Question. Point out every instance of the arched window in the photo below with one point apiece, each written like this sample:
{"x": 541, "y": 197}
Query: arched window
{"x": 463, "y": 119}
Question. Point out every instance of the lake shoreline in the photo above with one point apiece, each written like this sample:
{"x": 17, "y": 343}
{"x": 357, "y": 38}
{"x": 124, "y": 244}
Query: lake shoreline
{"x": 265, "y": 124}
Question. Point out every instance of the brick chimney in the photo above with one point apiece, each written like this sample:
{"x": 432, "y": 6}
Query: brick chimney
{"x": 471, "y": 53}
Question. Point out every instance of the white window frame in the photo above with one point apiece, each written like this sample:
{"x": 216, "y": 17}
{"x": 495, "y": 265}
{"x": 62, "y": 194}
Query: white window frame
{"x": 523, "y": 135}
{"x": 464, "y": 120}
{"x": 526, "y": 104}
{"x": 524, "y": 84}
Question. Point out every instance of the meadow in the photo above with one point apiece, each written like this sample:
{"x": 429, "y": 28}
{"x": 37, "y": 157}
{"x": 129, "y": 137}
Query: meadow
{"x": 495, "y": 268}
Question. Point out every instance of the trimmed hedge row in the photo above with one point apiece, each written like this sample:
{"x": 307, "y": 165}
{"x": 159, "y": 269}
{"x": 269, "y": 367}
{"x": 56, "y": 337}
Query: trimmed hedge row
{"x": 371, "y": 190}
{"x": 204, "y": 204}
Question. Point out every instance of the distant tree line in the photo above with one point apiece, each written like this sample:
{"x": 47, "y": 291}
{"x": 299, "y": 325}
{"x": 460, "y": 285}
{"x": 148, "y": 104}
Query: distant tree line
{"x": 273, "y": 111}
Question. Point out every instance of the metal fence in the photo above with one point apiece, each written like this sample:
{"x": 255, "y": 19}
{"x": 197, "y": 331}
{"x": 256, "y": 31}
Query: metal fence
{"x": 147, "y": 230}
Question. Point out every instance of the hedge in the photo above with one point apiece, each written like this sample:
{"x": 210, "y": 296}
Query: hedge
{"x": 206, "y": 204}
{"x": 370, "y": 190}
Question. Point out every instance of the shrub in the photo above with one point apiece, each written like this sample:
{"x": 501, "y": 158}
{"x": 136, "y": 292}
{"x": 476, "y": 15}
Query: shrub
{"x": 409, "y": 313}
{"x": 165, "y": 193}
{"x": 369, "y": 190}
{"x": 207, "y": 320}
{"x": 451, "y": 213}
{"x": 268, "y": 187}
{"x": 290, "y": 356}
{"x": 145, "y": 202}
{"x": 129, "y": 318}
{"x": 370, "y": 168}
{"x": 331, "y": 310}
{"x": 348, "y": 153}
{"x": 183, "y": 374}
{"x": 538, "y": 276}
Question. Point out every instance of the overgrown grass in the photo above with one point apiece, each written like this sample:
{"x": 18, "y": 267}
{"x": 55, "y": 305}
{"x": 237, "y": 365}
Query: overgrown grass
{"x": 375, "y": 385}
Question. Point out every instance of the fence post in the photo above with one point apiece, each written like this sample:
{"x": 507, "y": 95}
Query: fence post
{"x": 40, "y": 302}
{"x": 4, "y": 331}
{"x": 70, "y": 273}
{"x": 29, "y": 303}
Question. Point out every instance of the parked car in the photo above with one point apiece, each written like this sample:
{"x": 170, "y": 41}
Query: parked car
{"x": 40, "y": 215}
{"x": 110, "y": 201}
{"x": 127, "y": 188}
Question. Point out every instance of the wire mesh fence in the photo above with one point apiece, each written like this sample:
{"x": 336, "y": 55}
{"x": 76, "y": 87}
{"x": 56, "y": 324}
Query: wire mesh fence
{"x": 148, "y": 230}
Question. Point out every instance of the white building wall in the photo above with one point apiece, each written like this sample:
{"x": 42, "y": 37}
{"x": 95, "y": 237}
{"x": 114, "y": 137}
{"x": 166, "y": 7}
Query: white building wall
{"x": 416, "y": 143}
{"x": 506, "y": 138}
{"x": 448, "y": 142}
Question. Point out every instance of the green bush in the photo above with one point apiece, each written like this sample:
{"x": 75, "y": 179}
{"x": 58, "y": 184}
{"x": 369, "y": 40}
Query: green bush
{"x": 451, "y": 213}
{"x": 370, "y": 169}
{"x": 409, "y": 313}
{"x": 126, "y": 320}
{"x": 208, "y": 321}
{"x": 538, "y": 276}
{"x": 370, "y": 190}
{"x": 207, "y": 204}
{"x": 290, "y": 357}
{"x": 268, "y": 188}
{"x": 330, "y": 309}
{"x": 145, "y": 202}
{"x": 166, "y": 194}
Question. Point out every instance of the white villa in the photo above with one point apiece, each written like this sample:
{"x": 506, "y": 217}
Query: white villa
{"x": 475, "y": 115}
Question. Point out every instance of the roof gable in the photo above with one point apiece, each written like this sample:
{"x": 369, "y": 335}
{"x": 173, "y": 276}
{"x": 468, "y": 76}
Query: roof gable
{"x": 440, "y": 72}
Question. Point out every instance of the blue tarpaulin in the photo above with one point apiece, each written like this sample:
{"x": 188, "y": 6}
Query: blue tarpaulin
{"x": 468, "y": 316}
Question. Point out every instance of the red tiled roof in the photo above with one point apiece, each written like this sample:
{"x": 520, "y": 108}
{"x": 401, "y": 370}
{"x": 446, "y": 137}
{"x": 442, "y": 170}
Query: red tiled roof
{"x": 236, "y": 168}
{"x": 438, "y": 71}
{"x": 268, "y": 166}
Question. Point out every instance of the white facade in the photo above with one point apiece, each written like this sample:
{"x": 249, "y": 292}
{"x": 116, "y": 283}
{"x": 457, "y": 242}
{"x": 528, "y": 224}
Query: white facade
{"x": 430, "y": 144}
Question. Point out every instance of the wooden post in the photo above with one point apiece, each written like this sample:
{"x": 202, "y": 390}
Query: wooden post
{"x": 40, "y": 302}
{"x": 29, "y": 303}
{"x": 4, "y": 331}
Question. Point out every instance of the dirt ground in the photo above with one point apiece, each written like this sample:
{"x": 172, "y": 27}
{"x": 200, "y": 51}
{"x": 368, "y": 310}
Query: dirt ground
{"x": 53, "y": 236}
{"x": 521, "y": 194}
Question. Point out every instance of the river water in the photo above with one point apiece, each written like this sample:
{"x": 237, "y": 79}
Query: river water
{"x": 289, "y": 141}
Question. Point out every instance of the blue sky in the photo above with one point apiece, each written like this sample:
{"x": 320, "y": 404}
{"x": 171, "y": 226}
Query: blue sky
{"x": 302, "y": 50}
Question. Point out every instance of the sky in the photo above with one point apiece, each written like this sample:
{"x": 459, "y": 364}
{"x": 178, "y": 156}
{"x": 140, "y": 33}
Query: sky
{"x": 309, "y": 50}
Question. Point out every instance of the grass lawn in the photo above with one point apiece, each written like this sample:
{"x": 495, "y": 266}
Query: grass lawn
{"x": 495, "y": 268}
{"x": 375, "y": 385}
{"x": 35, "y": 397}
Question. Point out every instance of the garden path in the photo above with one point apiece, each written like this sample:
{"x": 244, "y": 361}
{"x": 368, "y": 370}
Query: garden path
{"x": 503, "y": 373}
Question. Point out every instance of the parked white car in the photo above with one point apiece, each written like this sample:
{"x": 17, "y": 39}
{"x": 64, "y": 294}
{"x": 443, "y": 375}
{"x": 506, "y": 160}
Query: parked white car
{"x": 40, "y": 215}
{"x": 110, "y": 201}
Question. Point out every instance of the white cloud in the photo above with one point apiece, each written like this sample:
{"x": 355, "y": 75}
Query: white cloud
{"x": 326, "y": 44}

_Task details_:
Each line of the listing is to be reproduced verbatim.

_Problem solution_:
Question. Point out every instance of the arched window in the photo below with one point apiece, each written like this sample:
{"x": 541, "y": 197}
Query: arched window
{"x": 463, "y": 119}
Question. Point out every instance of the lake shoreline in the photo above with one point apiece, each written like this sample:
{"x": 17, "y": 343}
{"x": 357, "y": 38}
{"x": 124, "y": 244}
Query: lake shoreline
{"x": 265, "y": 124}
Question. Point out every instance of the brick chimney in the photo above with one point apiece, each written like this sample:
{"x": 432, "y": 6}
Query: brick chimney
{"x": 471, "y": 53}
Question. Point out every instance of the white window frame in the photo above with one point apiece, each written like this sample:
{"x": 216, "y": 17}
{"x": 495, "y": 265}
{"x": 62, "y": 194}
Query: white window frame
{"x": 523, "y": 135}
{"x": 464, "y": 120}
{"x": 526, "y": 104}
{"x": 524, "y": 84}
Question. Point out every instance of the meadow in the photo above with one point apiece, each written like this sample:
{"x": 429, "y": 28}
{"x": 37, "y": 157}
{"x": 129, "y": 137}
Query: meadow
{"x": 495, "y": 268}
Question. Point out every instance of the trimmed hedge row in the photo above with one point apiece, each written like this sample:
{"x": 307, "y": 165}
{"x": 159, "y": 269}
{"x": 269, "y": 367}
{"x": 56, "y": 337}
Query: trimmed hedge row
{"x": 371, "y": 190}
{"x": 204, "y": 204}
Question. Point out every instance of the distant tree line in the photo above with one point apiece, each written like this sample:
{"x": 47, "y": 291}
{"x": 299, "y": 325}
{"x": 460, "y": 285}
{"x": 148, "y": 104}
Query: distant tree line
{"x": 273, "y": 111}
Question. Point out every instance of the metal fence in the photo above with one point apiece, each written like this sample:
{"x": 255, "y": 19}
{"x": 197, "y": 331}
{"x": 256, "y": 31}
Query: metal fence
{"x": 147, "y": 230}
Question. Point out every instance of the hedge in the photo above with one point apiece, each written like this sample:
{"x": 210, "y": 296}
Query: hedge
{"x": 206, "y": 204}
{"x": 370, "y": 190}
Question. Point out every instance of the shrub in the photo above with one point apiece, each written like this sample:
{"x": 501, "y": 158}
{"x": 136, "y": 292}
{"x": 476, "y": 15}
Query: shrub
{"x": 409, "y": 313}
{"x": 165, "y": 193}
{"x": 369, "y": 190}
{"x": 207, "y": 320}
{"x": 451, "y": 213}
{"x": 268, "y": 187}
{"x": 290, "y": 356}
{"x": 145, "y": 202}
{"x": 129, "y": 318}
{"x": 370, "y": 168}
{"x": 331, "y": 310}
{"x": 348, "y": 153}
{"x": 183, "y": 374}
{"x": 538, "y": 276}
Question. Point out every instance of the overgrown grass in the photo above with one point apiece, each written like this sample:
{"x": 18, "y": 267}
{"x": 55, "y": 305}
{"x": 237, "y": 365}
Query: overgrown grass
{"x": 375, "y": 385}
Question. Point out every instance of the fence post in the photo above with one point apiece, each written like this sample:
{"x": 507, "y": 95}
Query: fence post
{"x": 40, "y": 302}
{"x": 4, "y": 331}
{"x": 70, "y": 273}
{"x": 29, "y": 303}
Question. Point out every instance of the parked car in the photo above with one point apiece, each written like this sample:
{"x": 170, "y": 41}
Query: parked car
{"x": 40, "y": 215}
{"x": 110, "y": 201}
{"x": 127, "y": 188}
Question. Point out every instance of the wire mesh fence in the photo above with one point apiece, each written like this sample:
{"x": 336, "y": 55}
{"x": 76, "y": 87}
{"x": 56, "y": 324}
Query: wire mesh fence
{"x": 148, "y": 230}
Question. Point out every instance of the white building wall in the photo above with one point apiece, each written like this sample:
{"x": 42, "y": 37}
{"x": 95, "y": 237}
{"x": 114, "y": 137}
{"x": 166, "y": 7}
Query: white building wall
{"x": 416, "y": 143}
{"x": 506, "y": 138}
{"x": 448, "y": 142}
Question. Point out every instance of the green bush in the photo above with one point apiece, each written like this sample:
{"x": 75, "y": 179}
{"x": 58, "y": 184}
{"x": 369, "y": 40}
Query: green bush
{"x": 451, "y": 213}
{"x": 370, "y": 169}
{"x": 409, "y": 313}
{"x": 126, "y": 320}
{"x": 208, "y": 321}
{"x": 538, "y": 276}
{"x": 370, "y": 190}
{"x": 207, "y": 204}
{"x": 290, "y": 357}
{"x": 268, "y": 188}
{"x": 330, "y": 309}
{"x": 145, "y": 202}
{"x": 166, "y": 194}
Question. Point out every instance of the white villa in the photo above with one point apiece, each written like this sample:
{"x": 506, "y": 217}
Query: white villa
{"x": 475, "y": 115}
Question. Point out every instance of the roof gable in the photo above with one point apiece, each written like this sample:
{"x": 369, "y": 335}
{"x": 173, "y": 276}
{"x": 468, "y": 76}
Query: roof gable
{"x": 440, "y": 72}
Question. Point out every instance of the blue tarpaulin in the photo above with one point apiece, each written like this sample:
{"x": 188, "y": 6}
Query: blue tarpaulin
{"x": 468, "y": 316}
Question. Point out every instance of the red tiled roof in the photo above with one point apiece, each written like this sample:
{"x": 520, "y": 108}
{"x": 401, "y": 370}
{"x": 446, "y": 137}
{"x": 442, "y": 170}
Query: red tiled roof
{"x": 236, "y": 168}
{"x": 438, "y": 71}
{"x": 268, "y": 166}
Question. Point out every instance of the white facade in the photo above with one point apiece, each written like this sample:
{"x": 249, "y": 292}
{"x": 116, "y": 283}
{"x": 457, "y": 242}
{"x": 528, "y": 224}
Query: white facade
{"x": 430, "y": 144}
Question. Point out every instance of the wooden post in the photo above with one point apiece, each written like this sample:
{"x": 202, "y": 390}
Query: wooden post
{"x": 40, "y": 302}
{"x": 29, "y": 303}
{"x": 4, "y": 331}
Question. Point out every instance of the dirt ground in the photo above with one point apiece, each written like this sample:
{"x": 172, "y": 27}
{"x": 200, "y": 51}
{"x": 368, "y": 310}
Query: dirt ground
{"x": 53, "y": 236}
{"x": 521, "y": 194}
Question. Point out every instance of the river water in the photo above with one point apiece, each written like this sample:
{"x": 237, "y": 79}
Query: river water
{"x": 289, "y": 141}
Question. Point out every instance of the blue sky in the photo above with one point apiece, each written like this sample:
{"x": 320, "y": 404}
{"x": 171, "y": 226}
Query: blue sky
{"x": 302, "y": 50}
Question. Point out every instance of the sky in the photo above with one point apiece, each written like this sample:
{"x": 459, "y": 364}
{"x": 178, "y": 156}
{"x": 140, "y": 33}
Query: sky
{"x": 309, "y": 50}
Question. Point out every instance of the grass lawn in the photo above with one point apiece, each written like this sample:
{"x": 495, "y": 266}
Query: grass lawn
{"x": 495, "y": 268}
{"x": 375, "y": 385}
{"x": 35, "y": 397}
Question. Point out every instance of the garden path in the photo above with one point apiece, each written like this sample:
{"x": 244, "y": 361}
{"x": 368, "y": 370}
Query: garden path
{"x": 503, "y": 373}
Question. Point out every instance of the parked white car in the photo above with one point apiece, each written like this sample:
{"x": 17, "y": 39}
{"x": 64, "y": 294}
{"x": 443, "y": 375}
{"x": 506, "y": 160}
Query: parked white car
{"x": 40, "y": 215}
{"x": 110, "y": 201}
Question. Point out every instance of the white cloud in the photo above with one point apiece, each written like this sample:
{"x": 355, "y": 75}
Query: white cloud
{"x": 326, "y": 44}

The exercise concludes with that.